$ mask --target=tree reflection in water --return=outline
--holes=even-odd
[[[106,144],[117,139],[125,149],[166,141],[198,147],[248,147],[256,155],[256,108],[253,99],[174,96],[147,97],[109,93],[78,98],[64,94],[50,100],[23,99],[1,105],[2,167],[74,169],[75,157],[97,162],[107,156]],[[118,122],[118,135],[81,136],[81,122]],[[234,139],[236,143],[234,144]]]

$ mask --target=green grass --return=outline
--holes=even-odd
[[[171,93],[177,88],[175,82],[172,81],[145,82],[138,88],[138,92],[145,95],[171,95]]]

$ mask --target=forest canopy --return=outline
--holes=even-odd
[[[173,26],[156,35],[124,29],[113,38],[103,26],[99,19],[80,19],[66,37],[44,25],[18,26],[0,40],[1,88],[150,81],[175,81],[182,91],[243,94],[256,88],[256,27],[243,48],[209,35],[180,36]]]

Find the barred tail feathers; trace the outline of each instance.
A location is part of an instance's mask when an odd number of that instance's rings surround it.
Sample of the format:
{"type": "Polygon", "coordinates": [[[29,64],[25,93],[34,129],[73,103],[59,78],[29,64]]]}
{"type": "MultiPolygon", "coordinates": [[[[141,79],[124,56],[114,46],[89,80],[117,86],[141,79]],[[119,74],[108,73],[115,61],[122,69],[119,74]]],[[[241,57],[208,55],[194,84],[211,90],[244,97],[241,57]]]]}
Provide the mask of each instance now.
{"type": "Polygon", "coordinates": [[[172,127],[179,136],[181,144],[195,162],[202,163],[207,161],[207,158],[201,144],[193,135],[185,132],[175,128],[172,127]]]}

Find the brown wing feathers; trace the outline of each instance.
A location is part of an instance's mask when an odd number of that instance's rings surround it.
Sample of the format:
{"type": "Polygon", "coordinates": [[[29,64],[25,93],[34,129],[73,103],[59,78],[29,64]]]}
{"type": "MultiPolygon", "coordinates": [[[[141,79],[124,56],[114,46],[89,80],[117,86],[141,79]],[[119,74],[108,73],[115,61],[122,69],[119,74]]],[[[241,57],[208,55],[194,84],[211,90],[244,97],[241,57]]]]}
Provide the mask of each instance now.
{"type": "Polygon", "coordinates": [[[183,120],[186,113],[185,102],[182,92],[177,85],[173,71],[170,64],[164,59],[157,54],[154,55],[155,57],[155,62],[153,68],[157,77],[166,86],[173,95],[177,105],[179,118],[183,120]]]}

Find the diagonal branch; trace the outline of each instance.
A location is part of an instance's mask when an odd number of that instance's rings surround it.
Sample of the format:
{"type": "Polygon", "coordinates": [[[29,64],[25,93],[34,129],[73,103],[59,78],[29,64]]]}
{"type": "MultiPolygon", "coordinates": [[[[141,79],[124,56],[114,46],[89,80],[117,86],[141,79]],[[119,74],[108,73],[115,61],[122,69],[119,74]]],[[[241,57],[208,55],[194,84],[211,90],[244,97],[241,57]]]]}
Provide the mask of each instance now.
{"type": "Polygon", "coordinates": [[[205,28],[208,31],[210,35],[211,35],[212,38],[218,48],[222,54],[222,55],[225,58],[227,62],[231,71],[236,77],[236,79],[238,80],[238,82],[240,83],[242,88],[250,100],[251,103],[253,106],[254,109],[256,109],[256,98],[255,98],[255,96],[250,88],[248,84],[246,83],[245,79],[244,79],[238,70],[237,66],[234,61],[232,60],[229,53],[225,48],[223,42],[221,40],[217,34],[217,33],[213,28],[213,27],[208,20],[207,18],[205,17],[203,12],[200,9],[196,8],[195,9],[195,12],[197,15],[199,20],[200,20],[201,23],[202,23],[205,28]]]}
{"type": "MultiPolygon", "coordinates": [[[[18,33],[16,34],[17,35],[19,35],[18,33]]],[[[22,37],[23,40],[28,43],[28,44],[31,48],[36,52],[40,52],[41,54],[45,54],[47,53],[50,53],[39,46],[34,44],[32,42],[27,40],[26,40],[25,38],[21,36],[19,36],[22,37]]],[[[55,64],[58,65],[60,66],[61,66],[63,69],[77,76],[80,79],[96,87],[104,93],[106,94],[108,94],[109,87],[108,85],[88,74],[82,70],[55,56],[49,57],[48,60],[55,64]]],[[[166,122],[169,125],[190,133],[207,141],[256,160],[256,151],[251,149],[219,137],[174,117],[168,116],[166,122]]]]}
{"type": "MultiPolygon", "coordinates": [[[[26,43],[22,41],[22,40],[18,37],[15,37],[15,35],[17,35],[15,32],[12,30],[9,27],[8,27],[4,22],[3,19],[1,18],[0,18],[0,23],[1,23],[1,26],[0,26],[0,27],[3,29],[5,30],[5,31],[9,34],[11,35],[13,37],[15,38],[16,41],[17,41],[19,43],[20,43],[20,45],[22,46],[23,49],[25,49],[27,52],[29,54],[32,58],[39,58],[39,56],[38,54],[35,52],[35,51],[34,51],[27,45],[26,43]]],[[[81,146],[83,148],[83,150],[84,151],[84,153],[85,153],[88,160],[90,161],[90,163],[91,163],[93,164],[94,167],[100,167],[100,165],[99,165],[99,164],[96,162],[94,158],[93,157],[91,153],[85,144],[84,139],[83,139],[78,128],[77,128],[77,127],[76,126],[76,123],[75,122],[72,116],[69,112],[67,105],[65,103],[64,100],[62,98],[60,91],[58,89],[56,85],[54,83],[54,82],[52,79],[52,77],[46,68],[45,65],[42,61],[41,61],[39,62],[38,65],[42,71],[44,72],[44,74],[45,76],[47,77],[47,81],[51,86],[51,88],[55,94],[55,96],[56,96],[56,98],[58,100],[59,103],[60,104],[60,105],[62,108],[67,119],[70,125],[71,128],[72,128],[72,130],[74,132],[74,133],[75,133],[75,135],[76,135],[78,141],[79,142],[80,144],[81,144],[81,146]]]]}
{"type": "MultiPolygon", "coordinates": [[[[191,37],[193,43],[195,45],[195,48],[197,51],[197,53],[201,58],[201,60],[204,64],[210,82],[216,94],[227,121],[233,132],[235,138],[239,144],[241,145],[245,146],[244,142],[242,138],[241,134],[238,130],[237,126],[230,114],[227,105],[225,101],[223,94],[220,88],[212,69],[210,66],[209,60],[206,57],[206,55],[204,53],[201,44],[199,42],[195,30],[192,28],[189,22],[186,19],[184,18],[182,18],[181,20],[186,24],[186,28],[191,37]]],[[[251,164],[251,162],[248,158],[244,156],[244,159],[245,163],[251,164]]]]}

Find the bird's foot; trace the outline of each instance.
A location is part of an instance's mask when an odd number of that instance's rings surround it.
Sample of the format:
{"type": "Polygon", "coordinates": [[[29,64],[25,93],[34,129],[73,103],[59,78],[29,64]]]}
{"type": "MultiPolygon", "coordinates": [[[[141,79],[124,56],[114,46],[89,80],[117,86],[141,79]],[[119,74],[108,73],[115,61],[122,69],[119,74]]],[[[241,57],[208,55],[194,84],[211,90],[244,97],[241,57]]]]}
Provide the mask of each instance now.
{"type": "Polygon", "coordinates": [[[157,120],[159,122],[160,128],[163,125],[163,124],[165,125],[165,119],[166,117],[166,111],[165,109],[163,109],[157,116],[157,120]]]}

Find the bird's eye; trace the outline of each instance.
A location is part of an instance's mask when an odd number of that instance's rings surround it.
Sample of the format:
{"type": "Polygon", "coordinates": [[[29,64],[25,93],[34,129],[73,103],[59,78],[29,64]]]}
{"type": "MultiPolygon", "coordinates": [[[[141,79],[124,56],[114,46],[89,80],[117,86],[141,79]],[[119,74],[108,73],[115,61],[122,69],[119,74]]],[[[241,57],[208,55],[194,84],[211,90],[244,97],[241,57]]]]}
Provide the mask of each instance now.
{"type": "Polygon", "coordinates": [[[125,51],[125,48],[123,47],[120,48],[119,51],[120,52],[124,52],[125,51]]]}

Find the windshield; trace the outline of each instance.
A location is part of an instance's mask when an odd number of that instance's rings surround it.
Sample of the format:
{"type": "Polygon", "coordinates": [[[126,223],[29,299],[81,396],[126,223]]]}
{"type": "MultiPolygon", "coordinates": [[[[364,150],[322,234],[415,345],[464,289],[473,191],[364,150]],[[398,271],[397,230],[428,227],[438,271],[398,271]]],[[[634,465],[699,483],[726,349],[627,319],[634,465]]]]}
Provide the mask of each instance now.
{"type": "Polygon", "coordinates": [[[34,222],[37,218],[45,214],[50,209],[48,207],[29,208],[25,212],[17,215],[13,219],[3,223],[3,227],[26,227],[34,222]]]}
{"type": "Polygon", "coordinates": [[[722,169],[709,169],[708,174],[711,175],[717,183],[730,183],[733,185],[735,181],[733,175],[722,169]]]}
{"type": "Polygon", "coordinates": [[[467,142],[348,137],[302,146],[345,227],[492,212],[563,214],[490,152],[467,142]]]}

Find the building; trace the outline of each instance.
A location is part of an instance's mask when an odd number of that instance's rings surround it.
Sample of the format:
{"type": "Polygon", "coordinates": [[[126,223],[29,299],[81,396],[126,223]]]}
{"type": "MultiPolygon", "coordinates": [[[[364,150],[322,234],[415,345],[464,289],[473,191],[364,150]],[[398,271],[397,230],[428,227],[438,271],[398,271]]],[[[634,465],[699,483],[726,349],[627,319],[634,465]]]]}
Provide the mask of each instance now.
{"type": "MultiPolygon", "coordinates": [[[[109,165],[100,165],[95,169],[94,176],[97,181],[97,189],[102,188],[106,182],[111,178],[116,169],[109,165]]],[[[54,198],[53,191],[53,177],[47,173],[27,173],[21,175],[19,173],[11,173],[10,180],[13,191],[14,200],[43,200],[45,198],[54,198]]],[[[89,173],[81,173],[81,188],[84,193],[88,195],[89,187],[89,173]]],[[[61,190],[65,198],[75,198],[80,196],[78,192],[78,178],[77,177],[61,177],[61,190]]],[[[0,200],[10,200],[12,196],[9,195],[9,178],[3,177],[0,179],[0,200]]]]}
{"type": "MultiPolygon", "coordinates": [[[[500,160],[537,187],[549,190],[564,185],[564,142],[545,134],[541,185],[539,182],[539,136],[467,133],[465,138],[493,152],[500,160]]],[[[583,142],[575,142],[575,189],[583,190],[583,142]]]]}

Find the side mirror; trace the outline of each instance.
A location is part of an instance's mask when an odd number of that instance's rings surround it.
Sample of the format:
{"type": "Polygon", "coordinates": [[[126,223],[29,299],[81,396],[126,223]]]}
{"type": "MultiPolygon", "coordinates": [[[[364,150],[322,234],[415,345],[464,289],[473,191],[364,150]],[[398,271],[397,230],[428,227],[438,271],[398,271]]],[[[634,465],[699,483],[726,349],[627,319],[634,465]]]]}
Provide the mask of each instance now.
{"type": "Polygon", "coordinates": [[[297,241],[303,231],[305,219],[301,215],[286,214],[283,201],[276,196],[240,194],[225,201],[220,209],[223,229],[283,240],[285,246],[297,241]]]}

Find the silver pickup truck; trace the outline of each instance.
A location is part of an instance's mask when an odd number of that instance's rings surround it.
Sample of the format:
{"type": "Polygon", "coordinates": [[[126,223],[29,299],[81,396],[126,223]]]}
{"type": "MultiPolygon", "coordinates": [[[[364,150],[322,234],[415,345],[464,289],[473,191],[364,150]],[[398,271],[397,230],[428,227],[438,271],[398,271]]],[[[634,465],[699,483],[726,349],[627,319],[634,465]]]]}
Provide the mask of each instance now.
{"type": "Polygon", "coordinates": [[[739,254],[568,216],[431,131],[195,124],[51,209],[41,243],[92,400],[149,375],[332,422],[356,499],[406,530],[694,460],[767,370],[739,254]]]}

[Work to be completed]
Please copy the listing word for word, starting at the line that contains "Find the silver" and stopping after the last line of the listing.

[Solution]
Find the silver pickup truck; trace the outline of each instance.
A location is part of an instance's mask when an odd number of that instance's rings surround it.
Sample of the format:
{"type": "Polygon", "coordinates": [[[126,223],[29,299],[81,396],[126,223]]]}
{"type": "MultiPolygon", "coordinates": [[[[364,150],[322,234],[415,345],[464,289],[473,191],[364,150]],[[398,271],[397,230],[428,227],[438,271],[398,271]]],[[[634,465],[699,483],[726,349],[627,319],[634,465]]]]}
Provide the mask of each instance now.
{"type": "Polygon", "coordinates": [[[739,254],[568,216],[431,131],[195,124],[51,209],[41,243],[92,400],[149,375],[332,422],[356,499],[406,530],[694,460],[767,370],[739,254]]]}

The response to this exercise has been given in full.